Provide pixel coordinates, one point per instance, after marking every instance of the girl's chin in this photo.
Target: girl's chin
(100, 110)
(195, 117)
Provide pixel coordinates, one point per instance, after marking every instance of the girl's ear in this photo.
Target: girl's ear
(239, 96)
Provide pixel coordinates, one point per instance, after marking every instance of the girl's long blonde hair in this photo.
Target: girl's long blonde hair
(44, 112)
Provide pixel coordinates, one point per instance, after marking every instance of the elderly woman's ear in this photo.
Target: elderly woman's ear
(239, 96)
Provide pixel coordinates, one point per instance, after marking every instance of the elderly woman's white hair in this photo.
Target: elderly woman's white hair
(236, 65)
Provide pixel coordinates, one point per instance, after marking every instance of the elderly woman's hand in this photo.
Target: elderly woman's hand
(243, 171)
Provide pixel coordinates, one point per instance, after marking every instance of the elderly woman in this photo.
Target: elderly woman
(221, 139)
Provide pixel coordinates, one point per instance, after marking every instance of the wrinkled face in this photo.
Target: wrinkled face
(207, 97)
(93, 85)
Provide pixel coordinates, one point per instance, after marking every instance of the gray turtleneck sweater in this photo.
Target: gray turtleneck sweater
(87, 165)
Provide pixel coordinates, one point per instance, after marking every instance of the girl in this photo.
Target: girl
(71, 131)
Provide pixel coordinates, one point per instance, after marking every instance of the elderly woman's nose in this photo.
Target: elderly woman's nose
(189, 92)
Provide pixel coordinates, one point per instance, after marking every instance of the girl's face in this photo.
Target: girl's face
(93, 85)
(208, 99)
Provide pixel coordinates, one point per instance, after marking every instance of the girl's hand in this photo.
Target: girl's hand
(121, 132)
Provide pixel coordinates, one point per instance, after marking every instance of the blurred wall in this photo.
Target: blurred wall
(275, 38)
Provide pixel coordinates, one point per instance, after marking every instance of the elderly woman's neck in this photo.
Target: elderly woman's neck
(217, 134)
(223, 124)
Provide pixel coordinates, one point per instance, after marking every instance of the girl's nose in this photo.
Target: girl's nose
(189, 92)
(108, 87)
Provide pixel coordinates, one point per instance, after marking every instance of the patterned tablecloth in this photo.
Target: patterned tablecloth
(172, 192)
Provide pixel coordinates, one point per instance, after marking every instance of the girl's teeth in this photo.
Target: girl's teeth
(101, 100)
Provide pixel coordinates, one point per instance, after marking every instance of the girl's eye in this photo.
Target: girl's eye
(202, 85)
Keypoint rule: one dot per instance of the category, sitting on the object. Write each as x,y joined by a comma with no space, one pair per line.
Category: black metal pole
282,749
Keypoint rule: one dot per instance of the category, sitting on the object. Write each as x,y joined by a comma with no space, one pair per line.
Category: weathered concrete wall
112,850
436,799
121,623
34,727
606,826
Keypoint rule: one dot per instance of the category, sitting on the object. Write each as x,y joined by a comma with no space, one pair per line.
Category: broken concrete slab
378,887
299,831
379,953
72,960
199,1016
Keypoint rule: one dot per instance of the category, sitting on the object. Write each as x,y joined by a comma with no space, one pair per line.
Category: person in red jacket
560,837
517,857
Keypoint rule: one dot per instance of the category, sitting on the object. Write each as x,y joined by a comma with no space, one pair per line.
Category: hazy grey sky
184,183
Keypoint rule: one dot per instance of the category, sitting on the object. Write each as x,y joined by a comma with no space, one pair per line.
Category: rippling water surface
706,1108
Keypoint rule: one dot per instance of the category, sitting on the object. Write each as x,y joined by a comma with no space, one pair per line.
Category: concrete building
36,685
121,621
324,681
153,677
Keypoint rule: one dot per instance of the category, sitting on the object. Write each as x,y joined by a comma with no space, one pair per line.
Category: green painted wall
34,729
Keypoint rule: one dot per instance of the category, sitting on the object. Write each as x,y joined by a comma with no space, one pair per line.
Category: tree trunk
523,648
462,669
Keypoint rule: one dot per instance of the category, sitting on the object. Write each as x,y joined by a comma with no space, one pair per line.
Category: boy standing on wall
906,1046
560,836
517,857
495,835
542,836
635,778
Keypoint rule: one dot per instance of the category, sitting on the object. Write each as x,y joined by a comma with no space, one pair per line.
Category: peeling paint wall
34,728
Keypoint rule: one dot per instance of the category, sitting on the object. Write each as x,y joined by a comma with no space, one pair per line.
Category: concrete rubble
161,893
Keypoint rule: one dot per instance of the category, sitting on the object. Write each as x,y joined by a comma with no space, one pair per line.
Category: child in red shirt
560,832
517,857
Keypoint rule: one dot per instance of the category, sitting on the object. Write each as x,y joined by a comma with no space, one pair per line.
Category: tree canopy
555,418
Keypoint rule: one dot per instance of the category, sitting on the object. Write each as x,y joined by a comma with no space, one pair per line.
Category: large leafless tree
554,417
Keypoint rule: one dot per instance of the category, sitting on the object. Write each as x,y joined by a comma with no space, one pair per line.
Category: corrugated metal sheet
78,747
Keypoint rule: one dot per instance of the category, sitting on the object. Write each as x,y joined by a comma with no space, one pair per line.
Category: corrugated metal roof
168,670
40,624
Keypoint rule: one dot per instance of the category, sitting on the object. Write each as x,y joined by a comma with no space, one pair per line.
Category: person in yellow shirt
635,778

-----

What is required: Your task is to restate all of the records above word for word.

Task result:
Provide pixel coordinates, one point per instance, after marking every instance of the girl's chin in this photo.
Target: girl's chin
(100, 110)
(195, 117)
Provide pixel coordinates, one point per instance, after marking every instance of the girl's ear in this photo.
Target: girl's ear
(239, 96)
Provide pixel coordinates, one point per instance, after marking every instance of the girl's long blonde hair in this photo.
Target: girl's long blonde hair
(44, 112)
Provide pixel coordinates, one point per instance, after marking every instance of the elderly woman's ear in this photo.
Target: elderly woman's ear
(239, 96)
Provide pixel coordinates, one point per instance, after marking every instance of the elderly woman's white hair in this photo.
Target: elderly woman's white hair
(236, 65)
Provide pixel coordinates, one point per instance, after marking every instance of the elderly woman's hand in this photo.
Target: elderly woman's hand
(243, 171)
Provide pixel coordinates, one point per instance, after marking every instance of the elderly woman in this photo.
Target: elderly woman
(221, 139)
Provide pixel coordinates, one point per instance, after marking every instance of the wrinkled face in this photo.
Target: wrinkled face
(207, 97)
(93, 85)
Provide pixel coordinates, one point per instance, after marking every instance of the gray turtleneck sweater in this photo.
Target: gray turtleneck sweater
(87, 165)
Provide pixel coordinates, one point per instance, after marking every instance of the girl in this photo.
Target: girl
(71, 131)
Provide pixel coordinates, one point per instance, after marking every instance of the elderly woman's nose in this photo.
Target: elderly woman's nose
(189, 92)
Provide pixel coordinates, one point per instance, after marking every instance of the girl's face in this photo.
Target: girl's face
(93, 85)
(208, 99)
Provide pixel coordinates, one point per instance, after marking every instance of the girl's hand in this photo.
Target: girl's hand
(121, 132)
Provide pixel coordinates, one point per instance, after marking every instance of the blurred wall in this photo.
Target: blurred wall
(275, 38)
Provide pixel coordinates, one point per instance, after marking every instance of the elderly woman's neck in this photo.
Target: elderly woman's neck
(217, 134)
(223, 124)
Provide pixel coordinates, one point per instance, after marking every instance of the girl's nose in this photo.
Target: girl's nose
(189, 92)
(108, 87)
Provide pixel coordinates, one point per instance, after marking every instance of the patterned tablecloth in this photo.
Target: patterned tablecloth
(172, 192)
Provide pixel coordinates, one point per instance, after marking every instance of the girl's teeth in this photo.
Target: girl's teeth
(101, 100)
Provide pixel coordinates, one point per instance, after marking every instance of the girl's eye in this photo.
Target: girl's eye
(202, 85)
Keypoint rule: one dot per instance of the category, sitting on the object. Write each as x,y joined by a comma with no space, one pair per line.
Category: black metal pole
282,749
Keypoint rule: one dot per instance of the category, sitting on the object. Write each as x,y joined by a comma with no space, one pair per line.
Category: weathered concrete wall
112,850
436,799
121,623
34,727
606,826
Keypoint rule: one dot per instance of the category, sitting on the object. Write each as x,y joined by a comma with no space, one pair per line.
Category: broken concrete slab
378,887
299,831
379,953
72,960
199,1016
Keypoint rule: one dot per instance of the category, sitting on the object. Write each as x,y joined by a comma with no space, one pair per line.
Category: person in red jacket
560,837
517,857
Keypoint rule: one dot per instance of the category, sitting on the object. Write each as x,y joined by a comma with no space, one pair per line.
Category: hazy grey sky
184,183
Keypoint rule: one dot per instance of the category, sitting on the object. Write each as x,y joined by a comma with no space, one pair per line.
Category: rippling water surface
706,1108
Keypoint rule: one dot per instance of the category, sitting on the object. Write each as x,y joined by a comma with no space, one pair per line.
Category: concrete building
36,685
121,621
324,681
153,677
Keypoint rule: one dot per instance of the category, sitting on the object. Write each as x,y joined by a comma with no space, one pair per line.
Category: green painted wall
34,729
Keypoint rule: one dot per instance of the category, sitting on the object. Write each as x,y joined by a comma with no space, one pair per line.
Category: tree trunk
523,648
462,669
Keypoint rule: one dot per instance of the category, sitting on the object. Write each as x,y joined by a comma with no space, one pair per line.
Category: boy standing on wall
906,1046
560,836
517,857
495,835
542,836
635,778
Keypoint rule: one dot per instance of the category, sitting on the object. Write each as x,y joined by a comma with no space, one pair per line.
Category: peeling paint wall
34,728
Keypoint rule: one dot per instance of the category, sitting on the object. Write each as x,y joined by a comma with no space, one pair per line.
Category: concrete rubble
161,893
Keypoint rule: one dot per instance of the category, sitting on the object. Write each as x,y joined by a comma with no space, one pair per line.
Category: child in red shirt
560,832
517,857
Keypoint rule: one dot per instance of the category, sitting on the object. Write each as x,y joined by a comma with no space, one pair per line.
Category: tree canopy
555,418
Keypoint rule: one dot per instance of the category, sitting on the object. Write each as x,y joined by a comma with no space, one pair per line.
Category: large leafless tree
554,417
Keypoint rule: one dot per instance of the category, sitting on the object. Write each as x,y joined by a comma with no space, one pair per line.
Category: corrugated metal sheet
78,747
Keypoint rule: one dot per instance of the category, sitting on the object. Write each as x,y joined by a comma with no space, one pair per line.
Category: corrugated metal roof
168,670
40,624
Keypoint rule: one dot per instance of the category, sitting on the object. Write each as x,y joined by a comma with no space, one pair per line.
Category: person in yellow shirt
635,778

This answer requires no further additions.